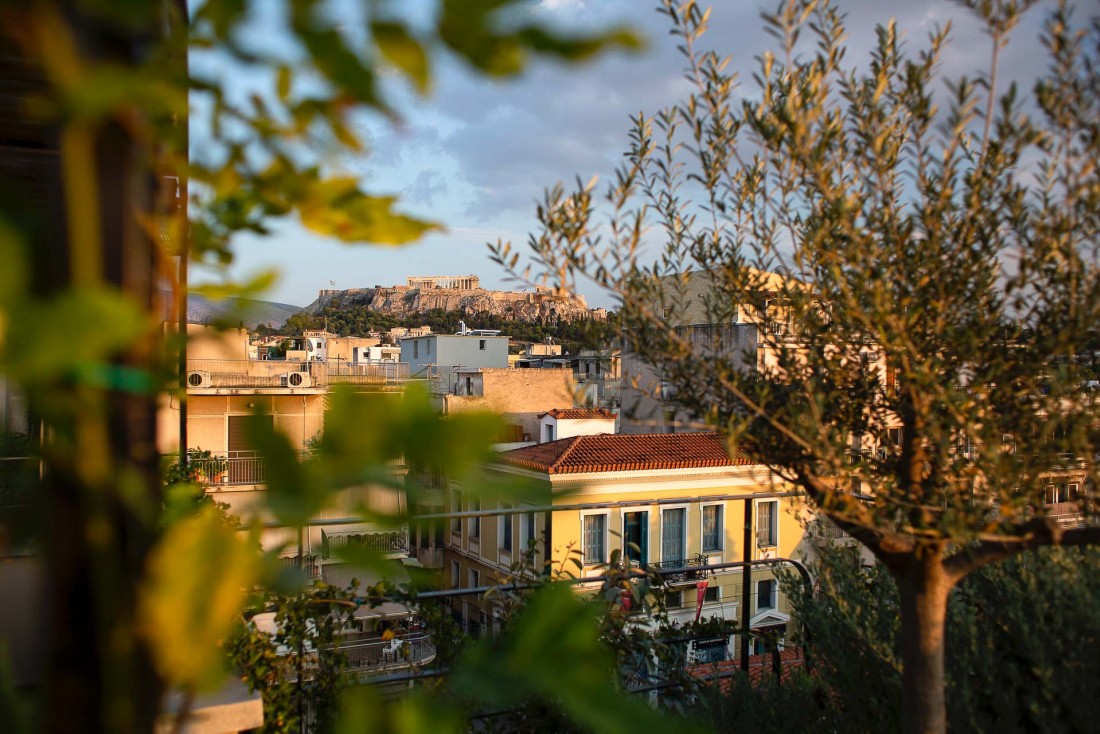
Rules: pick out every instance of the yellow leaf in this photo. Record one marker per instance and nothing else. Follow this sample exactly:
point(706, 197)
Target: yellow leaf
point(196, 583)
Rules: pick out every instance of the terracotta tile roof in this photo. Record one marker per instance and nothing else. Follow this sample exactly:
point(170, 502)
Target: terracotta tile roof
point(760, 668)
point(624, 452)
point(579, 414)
* * *
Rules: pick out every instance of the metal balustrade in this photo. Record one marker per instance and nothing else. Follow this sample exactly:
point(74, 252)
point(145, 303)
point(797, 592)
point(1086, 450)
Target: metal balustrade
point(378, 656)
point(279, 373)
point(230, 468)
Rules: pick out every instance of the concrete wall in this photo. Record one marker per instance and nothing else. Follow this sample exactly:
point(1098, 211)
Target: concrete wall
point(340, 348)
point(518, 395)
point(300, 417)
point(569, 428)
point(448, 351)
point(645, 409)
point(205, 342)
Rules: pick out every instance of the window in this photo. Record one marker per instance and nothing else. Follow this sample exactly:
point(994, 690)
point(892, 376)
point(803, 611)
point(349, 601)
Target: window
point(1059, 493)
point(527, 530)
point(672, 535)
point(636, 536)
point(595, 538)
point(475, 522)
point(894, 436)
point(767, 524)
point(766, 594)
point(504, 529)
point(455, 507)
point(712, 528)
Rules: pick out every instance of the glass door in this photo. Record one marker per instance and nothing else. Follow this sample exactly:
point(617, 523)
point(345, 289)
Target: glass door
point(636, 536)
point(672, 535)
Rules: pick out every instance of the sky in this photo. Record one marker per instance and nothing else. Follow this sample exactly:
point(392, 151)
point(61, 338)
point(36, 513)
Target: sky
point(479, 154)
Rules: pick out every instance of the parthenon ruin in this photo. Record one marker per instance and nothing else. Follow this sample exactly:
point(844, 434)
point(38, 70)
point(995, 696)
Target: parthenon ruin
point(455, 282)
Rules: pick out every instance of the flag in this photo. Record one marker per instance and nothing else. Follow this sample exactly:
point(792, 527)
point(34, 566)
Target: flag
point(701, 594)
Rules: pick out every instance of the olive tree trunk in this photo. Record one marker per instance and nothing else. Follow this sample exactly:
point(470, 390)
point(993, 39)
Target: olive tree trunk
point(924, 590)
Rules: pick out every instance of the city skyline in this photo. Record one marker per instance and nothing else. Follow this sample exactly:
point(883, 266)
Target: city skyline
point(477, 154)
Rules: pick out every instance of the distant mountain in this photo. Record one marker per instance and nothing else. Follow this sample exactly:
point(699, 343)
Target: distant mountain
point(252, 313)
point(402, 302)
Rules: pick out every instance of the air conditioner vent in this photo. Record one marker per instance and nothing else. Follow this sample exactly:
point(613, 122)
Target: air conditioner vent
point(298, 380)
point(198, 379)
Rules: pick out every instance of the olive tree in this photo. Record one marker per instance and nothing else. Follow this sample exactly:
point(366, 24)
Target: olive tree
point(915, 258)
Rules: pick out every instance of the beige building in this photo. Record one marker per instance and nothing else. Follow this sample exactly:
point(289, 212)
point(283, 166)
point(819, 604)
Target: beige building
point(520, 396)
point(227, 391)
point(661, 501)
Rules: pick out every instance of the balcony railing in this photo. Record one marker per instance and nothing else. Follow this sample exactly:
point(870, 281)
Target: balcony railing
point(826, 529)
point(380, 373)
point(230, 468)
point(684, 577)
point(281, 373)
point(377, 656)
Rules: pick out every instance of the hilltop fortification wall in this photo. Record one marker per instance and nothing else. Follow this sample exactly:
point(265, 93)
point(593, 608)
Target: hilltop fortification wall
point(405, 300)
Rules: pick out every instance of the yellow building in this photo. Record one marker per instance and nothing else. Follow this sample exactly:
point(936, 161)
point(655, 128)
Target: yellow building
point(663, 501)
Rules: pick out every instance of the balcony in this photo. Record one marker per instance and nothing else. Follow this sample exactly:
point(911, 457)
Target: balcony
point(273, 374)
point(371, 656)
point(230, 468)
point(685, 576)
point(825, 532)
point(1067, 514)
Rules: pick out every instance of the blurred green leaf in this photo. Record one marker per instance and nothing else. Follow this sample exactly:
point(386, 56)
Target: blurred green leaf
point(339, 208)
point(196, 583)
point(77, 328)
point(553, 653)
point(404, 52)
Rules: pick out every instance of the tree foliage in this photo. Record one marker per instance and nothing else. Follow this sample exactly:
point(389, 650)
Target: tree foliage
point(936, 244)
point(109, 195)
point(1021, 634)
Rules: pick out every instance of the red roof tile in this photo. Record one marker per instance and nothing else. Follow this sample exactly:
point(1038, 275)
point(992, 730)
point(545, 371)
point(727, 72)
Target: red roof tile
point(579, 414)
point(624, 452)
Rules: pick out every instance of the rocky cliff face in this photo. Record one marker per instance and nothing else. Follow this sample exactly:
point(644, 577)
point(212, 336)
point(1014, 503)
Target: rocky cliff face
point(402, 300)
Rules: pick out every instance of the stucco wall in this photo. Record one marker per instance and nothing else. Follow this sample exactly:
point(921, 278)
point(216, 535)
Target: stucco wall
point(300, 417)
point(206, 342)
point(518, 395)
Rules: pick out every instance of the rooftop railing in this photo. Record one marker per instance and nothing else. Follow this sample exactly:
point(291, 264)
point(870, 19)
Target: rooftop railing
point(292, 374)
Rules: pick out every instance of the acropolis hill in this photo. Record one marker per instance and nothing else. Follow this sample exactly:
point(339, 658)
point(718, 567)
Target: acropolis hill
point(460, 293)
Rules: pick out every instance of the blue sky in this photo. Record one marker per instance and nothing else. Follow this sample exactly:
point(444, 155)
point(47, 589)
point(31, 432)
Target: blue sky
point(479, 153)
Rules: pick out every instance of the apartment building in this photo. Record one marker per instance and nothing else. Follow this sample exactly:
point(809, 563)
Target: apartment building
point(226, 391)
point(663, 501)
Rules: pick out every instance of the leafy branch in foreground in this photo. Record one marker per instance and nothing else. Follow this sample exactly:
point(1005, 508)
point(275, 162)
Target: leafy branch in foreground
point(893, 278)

> What this task involves: Reproduce only the lines above spanning from the line containing "point(809, 563)" through the line containing "point(275, 162)", word for word.

> Response to this exercise:
point(809, 563)
Target: apartment building
point(226, 391)
point(663, 501)
Rules: pick out every instance of the leafy branch in foreground in this photo. Record one marker per instance and nothing else. Follow this sample exactly:
point(1005, 508)
point(275, 162)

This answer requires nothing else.